WORK INSTRUCTION: Only the lines from the one with "backdrop accordingly, one point per instance." through the end of the material, both ends included, should be retyped exactly.

# # #

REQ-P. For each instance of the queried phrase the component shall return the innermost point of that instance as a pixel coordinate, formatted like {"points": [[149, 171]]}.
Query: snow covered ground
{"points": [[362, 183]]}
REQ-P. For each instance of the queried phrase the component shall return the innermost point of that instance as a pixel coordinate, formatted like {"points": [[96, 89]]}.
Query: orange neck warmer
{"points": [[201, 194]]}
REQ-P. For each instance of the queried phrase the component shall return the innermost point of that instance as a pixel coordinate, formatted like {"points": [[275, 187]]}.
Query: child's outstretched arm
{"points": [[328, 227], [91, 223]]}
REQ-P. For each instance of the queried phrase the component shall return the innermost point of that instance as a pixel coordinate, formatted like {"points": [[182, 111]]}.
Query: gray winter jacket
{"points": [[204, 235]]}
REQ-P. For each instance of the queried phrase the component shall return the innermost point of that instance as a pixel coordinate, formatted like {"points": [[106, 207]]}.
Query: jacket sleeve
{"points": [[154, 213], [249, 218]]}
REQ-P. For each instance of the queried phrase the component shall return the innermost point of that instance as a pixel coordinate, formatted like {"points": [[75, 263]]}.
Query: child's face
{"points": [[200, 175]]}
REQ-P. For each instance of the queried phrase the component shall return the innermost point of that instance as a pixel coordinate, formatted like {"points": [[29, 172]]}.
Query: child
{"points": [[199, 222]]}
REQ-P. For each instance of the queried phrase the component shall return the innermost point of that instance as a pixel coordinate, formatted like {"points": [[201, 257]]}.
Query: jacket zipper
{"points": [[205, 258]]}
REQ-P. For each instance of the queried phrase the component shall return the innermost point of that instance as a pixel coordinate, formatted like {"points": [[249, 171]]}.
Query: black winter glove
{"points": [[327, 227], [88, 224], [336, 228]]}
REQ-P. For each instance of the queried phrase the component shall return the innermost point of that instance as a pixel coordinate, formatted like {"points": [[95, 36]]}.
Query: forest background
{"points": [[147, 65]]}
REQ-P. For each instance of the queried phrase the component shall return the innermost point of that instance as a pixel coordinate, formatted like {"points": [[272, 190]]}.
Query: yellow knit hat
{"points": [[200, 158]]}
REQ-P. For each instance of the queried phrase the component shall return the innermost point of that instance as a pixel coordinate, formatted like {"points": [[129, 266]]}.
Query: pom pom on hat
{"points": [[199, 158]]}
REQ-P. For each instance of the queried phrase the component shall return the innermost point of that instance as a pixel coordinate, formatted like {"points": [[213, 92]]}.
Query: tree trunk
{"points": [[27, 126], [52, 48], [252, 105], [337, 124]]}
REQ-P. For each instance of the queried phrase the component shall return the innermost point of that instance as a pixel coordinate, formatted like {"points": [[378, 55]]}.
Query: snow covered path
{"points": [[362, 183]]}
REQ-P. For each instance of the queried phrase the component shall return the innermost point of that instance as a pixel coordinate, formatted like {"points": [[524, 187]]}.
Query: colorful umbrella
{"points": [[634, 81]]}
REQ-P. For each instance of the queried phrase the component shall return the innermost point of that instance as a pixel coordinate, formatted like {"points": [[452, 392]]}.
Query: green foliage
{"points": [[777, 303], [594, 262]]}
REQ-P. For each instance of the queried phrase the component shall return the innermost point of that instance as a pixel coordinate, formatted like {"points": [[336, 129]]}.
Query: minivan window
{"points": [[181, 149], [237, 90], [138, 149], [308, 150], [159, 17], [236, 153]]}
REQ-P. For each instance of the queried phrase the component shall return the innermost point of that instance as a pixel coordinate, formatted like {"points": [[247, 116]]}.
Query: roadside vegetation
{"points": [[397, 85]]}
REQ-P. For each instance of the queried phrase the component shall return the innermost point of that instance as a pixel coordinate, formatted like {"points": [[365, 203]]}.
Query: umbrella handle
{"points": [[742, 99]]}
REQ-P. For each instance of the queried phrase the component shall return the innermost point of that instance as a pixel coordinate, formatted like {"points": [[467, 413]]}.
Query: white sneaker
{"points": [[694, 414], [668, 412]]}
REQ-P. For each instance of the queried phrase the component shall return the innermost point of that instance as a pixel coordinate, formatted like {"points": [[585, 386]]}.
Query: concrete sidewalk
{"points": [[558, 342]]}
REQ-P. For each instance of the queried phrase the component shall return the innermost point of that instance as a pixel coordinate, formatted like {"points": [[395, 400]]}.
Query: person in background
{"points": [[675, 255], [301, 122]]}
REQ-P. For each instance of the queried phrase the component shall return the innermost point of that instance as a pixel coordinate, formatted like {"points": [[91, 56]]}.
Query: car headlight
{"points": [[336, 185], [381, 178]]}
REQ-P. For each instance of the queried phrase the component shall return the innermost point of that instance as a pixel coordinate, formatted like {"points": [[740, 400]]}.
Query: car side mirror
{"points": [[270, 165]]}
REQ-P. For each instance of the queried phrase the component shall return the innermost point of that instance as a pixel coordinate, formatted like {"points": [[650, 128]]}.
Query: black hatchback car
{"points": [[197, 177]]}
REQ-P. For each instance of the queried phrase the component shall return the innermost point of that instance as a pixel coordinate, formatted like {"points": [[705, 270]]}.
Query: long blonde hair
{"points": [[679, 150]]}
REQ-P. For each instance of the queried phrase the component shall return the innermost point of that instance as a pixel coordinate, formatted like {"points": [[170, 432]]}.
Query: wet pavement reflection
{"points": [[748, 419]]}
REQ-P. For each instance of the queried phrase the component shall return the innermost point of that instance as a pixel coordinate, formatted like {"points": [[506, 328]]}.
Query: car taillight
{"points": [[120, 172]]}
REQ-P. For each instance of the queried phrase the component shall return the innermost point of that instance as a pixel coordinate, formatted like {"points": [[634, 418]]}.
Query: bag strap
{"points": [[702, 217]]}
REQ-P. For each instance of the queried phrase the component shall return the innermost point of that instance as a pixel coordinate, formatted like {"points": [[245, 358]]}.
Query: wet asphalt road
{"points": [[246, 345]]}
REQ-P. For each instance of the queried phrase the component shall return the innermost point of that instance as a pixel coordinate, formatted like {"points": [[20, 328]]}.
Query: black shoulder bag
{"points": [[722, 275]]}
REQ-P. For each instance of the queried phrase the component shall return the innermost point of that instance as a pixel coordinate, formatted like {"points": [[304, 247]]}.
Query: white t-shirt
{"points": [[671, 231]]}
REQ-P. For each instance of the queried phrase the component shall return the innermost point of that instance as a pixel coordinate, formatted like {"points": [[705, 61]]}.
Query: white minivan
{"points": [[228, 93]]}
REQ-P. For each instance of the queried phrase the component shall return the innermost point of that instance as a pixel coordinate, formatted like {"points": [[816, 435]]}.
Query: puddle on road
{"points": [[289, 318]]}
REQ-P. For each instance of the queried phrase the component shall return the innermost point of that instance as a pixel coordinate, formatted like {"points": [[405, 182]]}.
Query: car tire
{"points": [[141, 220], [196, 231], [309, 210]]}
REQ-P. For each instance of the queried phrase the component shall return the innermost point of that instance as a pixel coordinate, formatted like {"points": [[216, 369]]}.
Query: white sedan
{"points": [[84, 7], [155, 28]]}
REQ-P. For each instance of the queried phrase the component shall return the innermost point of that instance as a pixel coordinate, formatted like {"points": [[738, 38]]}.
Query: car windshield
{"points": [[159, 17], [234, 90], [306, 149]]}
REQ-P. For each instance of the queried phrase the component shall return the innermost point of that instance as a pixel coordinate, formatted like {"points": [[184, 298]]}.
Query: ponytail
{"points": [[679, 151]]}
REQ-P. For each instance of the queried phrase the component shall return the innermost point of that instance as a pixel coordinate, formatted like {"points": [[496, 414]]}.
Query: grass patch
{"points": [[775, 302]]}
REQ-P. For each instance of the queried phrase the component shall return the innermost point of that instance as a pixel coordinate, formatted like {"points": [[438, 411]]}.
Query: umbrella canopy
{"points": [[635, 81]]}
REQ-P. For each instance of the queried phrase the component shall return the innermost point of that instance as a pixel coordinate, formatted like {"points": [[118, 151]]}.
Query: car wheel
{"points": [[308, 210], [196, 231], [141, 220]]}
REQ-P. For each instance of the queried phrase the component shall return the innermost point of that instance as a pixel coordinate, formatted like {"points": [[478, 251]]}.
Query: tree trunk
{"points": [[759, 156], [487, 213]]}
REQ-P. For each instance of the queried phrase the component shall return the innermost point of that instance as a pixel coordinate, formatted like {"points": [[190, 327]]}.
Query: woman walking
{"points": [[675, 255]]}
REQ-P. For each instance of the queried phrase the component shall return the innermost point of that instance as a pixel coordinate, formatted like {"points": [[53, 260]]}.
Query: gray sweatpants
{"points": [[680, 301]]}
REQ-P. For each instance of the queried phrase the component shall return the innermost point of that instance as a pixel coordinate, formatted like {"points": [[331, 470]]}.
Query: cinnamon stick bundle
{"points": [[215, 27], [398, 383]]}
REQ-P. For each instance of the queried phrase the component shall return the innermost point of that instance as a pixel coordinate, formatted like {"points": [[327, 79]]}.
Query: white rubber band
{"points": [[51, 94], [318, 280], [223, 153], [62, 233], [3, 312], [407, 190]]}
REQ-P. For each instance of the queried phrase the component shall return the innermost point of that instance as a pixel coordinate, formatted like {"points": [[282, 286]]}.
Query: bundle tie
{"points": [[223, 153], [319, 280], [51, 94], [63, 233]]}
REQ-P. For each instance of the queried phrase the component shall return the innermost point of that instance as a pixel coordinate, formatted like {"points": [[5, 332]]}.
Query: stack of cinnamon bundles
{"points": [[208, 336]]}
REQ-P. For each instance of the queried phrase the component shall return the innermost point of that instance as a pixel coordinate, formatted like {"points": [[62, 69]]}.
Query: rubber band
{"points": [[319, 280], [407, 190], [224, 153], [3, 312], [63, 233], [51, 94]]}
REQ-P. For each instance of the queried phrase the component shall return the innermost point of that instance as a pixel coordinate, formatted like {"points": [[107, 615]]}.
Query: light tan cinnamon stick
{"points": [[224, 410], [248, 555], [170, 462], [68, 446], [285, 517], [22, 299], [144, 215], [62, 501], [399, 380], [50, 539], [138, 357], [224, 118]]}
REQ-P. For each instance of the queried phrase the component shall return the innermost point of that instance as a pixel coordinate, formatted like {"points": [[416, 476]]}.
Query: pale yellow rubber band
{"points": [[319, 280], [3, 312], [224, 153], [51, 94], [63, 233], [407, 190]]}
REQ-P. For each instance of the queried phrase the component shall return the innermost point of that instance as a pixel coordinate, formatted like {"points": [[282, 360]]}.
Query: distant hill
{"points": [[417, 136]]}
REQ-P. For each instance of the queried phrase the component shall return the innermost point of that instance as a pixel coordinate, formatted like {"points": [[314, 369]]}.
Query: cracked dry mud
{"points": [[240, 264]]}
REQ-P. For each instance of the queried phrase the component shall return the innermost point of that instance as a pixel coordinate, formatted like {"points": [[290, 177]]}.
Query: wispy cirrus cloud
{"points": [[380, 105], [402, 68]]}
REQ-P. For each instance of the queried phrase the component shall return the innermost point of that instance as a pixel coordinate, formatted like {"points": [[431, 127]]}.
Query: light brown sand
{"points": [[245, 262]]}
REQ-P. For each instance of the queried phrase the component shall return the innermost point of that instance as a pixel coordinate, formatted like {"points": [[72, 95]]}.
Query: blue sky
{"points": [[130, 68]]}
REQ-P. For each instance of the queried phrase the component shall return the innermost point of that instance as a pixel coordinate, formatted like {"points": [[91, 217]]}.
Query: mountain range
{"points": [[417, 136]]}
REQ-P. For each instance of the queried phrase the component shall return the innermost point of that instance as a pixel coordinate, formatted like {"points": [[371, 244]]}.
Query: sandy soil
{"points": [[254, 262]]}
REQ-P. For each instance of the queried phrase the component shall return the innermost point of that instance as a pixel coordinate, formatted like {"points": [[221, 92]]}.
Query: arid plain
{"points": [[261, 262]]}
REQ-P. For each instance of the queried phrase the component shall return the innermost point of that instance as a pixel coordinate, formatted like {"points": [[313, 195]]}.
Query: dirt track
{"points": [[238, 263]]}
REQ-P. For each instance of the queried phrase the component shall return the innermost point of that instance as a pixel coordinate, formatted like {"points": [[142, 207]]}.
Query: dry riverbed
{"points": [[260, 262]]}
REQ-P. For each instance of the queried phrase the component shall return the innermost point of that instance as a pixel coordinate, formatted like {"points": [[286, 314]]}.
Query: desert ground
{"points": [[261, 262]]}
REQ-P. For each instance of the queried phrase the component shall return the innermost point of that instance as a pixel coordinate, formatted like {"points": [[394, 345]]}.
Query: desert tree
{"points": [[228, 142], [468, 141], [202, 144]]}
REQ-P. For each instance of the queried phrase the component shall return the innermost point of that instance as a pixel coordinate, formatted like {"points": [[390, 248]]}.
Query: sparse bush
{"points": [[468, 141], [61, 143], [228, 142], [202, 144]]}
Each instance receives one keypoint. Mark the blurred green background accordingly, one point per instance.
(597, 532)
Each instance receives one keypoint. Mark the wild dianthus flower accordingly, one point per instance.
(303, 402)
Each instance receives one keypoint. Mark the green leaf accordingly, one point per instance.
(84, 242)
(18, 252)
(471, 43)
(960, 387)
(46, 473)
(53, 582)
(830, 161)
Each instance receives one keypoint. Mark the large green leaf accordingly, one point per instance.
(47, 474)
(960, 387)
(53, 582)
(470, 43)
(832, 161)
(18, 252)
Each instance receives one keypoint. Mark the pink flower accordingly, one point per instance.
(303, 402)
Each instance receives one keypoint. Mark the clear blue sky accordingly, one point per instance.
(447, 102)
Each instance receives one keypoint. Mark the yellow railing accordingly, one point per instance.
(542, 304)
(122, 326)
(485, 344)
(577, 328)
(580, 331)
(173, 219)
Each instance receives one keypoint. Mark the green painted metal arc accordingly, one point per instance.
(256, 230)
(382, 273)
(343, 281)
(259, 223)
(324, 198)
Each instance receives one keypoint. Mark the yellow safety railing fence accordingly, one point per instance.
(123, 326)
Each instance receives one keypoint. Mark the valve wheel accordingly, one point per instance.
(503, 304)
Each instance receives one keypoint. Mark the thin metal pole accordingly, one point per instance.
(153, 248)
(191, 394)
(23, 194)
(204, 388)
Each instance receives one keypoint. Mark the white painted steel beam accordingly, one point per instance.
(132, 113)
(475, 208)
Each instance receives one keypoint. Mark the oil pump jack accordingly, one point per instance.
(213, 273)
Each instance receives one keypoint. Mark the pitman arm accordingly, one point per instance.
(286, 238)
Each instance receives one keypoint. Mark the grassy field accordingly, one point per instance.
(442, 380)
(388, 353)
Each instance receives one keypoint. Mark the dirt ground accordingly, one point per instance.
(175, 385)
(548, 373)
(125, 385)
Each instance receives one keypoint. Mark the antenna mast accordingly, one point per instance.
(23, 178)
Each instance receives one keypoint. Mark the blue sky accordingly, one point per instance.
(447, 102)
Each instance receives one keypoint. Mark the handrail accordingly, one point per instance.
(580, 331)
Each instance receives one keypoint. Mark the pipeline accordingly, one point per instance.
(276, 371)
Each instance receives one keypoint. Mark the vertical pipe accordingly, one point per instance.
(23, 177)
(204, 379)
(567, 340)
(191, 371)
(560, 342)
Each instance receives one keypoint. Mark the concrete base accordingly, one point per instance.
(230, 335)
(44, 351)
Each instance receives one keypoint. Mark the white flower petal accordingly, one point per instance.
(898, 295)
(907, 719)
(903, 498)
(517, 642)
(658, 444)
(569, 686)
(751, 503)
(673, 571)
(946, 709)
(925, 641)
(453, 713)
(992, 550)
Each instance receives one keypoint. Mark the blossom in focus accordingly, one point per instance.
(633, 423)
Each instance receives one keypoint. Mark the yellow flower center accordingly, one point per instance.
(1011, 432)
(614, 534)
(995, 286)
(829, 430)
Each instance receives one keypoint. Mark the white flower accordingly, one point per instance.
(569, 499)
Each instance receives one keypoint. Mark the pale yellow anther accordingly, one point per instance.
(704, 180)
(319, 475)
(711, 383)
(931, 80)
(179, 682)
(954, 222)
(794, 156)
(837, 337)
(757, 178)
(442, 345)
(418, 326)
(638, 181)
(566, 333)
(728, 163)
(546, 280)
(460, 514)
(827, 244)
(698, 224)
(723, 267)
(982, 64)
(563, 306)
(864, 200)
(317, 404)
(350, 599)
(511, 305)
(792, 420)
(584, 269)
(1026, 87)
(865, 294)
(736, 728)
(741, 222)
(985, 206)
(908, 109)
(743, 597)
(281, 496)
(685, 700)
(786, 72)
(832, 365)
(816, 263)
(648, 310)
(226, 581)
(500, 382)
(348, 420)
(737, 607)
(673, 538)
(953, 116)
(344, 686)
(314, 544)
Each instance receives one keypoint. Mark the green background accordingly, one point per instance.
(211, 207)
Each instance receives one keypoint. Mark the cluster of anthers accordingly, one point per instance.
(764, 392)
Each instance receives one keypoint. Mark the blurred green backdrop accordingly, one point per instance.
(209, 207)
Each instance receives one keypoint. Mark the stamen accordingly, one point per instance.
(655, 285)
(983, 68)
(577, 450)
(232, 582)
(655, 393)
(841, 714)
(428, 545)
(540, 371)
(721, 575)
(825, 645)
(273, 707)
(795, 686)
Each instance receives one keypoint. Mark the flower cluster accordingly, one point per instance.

# # #

REPLY TO THE TASK:
Each instance receives one keypoint. Mark the blurred green backdrop accordingly, one point per instance.
(209, 207)
Each instance receives one keypoint. Mark the stamen accordingly, one point per instance.
(655, 285)
(983, 68)
(577, 450)
(232, 582)
(655, 393)
(841, 714)
(428, 545)
(540, 371)
(721, 575)
(825, 645)
(273, 707)
(795, 686)
Each instance receives one keypoint. Mark the flower cluster accordingly, one point per instance.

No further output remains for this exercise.